::: The input :::

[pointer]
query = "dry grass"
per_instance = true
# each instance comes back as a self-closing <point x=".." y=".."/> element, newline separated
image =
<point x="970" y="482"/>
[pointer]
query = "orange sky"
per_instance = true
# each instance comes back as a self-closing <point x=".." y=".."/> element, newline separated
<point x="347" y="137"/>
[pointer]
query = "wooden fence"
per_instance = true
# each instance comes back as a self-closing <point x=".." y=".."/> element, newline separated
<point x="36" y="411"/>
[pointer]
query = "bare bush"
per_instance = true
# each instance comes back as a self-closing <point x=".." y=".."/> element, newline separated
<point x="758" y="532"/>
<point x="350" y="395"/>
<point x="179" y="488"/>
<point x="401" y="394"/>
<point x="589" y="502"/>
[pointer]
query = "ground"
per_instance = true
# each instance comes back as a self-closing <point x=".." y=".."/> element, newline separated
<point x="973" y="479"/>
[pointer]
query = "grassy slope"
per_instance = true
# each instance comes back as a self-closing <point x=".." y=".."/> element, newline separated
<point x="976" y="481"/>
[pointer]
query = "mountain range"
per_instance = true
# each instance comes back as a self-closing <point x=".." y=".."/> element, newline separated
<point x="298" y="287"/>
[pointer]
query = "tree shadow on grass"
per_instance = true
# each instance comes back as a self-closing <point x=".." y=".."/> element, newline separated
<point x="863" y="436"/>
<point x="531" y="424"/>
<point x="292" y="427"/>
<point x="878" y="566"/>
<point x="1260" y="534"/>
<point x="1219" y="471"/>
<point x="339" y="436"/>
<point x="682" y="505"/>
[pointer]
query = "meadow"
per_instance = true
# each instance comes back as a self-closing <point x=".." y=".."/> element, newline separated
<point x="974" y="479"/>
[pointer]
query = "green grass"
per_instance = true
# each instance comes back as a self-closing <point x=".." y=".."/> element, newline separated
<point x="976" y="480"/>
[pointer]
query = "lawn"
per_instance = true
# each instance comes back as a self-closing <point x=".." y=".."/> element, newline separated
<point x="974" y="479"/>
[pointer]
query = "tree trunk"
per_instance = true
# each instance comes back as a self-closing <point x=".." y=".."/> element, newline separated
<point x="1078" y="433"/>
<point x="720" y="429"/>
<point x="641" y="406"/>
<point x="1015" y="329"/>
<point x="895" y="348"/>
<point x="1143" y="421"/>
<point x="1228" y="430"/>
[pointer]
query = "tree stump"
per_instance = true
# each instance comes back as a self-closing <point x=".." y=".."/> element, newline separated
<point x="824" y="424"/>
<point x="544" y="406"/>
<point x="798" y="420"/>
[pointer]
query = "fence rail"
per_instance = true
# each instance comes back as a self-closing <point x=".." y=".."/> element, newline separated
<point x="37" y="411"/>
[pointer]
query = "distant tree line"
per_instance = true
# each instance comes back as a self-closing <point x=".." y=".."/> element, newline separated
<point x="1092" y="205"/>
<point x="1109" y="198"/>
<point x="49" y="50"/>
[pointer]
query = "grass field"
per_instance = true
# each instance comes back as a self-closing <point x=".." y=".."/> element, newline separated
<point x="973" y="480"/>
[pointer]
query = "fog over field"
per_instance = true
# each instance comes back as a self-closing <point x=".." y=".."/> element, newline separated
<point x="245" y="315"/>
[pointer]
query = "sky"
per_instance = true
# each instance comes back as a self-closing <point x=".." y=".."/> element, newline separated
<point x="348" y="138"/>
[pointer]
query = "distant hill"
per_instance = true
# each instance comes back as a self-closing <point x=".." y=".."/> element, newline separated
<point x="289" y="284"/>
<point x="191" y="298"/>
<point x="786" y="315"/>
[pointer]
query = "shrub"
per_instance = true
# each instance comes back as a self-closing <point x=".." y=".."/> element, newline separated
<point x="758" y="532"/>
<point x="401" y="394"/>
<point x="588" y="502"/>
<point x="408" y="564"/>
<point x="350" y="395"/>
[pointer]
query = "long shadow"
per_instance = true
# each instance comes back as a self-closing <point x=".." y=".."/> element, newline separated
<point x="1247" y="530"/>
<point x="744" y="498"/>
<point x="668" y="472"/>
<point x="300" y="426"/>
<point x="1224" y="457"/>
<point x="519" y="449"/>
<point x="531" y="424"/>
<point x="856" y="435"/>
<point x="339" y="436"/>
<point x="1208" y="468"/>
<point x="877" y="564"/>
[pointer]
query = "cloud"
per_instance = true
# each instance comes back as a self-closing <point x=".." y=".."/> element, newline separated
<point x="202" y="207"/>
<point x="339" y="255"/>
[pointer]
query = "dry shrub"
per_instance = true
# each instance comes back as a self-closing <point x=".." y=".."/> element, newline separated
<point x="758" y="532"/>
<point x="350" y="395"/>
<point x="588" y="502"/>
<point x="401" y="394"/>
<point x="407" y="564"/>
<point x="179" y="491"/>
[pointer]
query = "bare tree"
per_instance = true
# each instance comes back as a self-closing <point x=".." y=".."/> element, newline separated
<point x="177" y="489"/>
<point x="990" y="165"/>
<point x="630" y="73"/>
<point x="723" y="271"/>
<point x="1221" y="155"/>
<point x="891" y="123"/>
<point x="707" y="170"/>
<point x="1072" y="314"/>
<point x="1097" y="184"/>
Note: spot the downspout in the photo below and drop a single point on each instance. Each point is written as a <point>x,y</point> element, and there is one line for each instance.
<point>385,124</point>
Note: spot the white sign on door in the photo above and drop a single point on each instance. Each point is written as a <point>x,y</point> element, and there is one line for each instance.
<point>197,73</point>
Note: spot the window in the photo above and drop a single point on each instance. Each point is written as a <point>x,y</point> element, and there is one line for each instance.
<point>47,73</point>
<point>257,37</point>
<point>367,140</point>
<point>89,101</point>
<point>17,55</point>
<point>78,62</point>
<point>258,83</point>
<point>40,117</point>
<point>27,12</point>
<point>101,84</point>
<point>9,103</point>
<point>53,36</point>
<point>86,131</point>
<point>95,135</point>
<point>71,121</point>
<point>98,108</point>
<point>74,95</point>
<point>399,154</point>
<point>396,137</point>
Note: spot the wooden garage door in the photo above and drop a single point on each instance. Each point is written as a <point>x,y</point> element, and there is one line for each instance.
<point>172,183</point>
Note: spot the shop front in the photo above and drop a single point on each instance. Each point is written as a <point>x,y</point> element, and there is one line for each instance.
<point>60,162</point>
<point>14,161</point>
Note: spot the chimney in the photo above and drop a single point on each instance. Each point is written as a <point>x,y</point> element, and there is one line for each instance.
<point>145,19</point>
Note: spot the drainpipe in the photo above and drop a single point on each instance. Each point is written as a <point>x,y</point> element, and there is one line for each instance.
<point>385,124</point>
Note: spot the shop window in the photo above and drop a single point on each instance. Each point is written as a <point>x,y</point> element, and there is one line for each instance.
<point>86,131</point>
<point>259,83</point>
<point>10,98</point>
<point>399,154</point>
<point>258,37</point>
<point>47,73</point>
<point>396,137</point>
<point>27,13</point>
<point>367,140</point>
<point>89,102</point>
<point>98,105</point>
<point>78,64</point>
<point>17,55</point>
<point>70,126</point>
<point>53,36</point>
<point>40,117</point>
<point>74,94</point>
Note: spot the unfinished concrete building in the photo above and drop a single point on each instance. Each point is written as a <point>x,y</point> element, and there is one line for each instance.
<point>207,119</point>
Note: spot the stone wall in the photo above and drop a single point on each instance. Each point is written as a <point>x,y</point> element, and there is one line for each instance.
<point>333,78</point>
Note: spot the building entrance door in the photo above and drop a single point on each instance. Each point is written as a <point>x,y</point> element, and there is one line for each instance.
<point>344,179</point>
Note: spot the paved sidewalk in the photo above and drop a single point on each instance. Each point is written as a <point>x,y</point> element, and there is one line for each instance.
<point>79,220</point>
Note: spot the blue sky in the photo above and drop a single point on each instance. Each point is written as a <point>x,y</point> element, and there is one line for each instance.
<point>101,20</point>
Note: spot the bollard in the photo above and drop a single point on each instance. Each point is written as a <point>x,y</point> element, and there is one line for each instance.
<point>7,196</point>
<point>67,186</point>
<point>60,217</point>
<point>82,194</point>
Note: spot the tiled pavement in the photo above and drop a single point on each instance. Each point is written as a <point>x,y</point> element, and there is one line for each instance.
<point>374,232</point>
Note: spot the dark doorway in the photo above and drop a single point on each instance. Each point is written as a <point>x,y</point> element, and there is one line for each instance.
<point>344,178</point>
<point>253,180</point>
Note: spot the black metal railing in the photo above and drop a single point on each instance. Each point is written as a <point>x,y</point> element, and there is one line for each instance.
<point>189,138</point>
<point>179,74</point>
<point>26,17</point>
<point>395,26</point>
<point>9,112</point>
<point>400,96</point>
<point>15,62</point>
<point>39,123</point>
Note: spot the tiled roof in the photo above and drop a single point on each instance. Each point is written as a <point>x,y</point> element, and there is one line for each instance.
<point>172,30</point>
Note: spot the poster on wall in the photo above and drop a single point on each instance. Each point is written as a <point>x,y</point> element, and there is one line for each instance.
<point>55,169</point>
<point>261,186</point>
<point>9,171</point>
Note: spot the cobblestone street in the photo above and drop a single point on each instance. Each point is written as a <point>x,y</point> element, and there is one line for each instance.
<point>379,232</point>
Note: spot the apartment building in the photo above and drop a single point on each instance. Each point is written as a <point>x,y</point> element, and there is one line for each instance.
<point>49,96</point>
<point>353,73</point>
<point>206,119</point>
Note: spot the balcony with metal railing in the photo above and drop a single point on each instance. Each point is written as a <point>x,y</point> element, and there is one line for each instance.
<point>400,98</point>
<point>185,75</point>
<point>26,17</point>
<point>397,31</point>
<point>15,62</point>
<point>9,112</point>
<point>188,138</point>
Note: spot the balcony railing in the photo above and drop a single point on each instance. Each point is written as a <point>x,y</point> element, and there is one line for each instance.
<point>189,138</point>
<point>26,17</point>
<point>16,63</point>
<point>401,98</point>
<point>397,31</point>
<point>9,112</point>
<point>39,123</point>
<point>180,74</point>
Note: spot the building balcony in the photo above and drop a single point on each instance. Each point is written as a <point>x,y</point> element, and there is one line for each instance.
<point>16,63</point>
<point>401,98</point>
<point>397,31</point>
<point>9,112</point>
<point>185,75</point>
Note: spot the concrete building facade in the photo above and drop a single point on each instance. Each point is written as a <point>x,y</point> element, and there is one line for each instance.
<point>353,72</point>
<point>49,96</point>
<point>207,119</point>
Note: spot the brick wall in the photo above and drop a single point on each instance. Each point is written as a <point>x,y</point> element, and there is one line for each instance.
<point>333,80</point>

:::

[Written task]:
Take the line that contains "Note: spot the apartment" and each line after it down to the last of the records, and retype them exactly; add nothing else.

[Exercise result]:
Note: spot the apartment building in the photo above and drop a single point on each instance. Each point is written as a <point>x,y</point> element, and there is one line for each instance.
<point>49,96</point>
<point>353,73</point>
<point>206,119</point>
Note: spot the balcony with metal railing in the photo above and drop a single point on each instance. Each point is written as a <point>x,y</point> element, and there is one line for each instance.
<point>400,98</point>
<point>185,75</point>
<point>26,17</point>
<point>397,31</point>
<point>15,62</point>
<point>9,112</point>
<point>188,138</point>
Note: spot the balcony railing in the photo above and drop a single point on each instance. Each point is written as a <point>x,y</point> element, and there is one line for each instance.
<point>189,138</point>
<point>26,17</point>
<point>16,63</point>
<point>401,98</point>
<point>397,31</point>
<point>9,112</point>
<point>39,123</point>
<point>180,74</point>
Note: spot the building balcony in the photo above and drop a single point on each instance. Each point is written as a <point>x,y</point> element, and there is one line for each instance.
<point>16,63</point>
<point>401,98</point>
<point>397,31</point>
<point>9,112</point>
<point>185,75</point>
Note: spot the concrete building facade in the photo above and drop a single point on each instance. Each point is written as a <point>x,y</point> element, and there is one line for each instance.
<point>353,72</point>
<point>49,96</point>
<point>207,119</point>
Note: spot the brick wall in the photo above and drop a single point on each instance. Each point is written as a <point>x,y</point> element, and there is one line for each instance.
<point>333,80</point>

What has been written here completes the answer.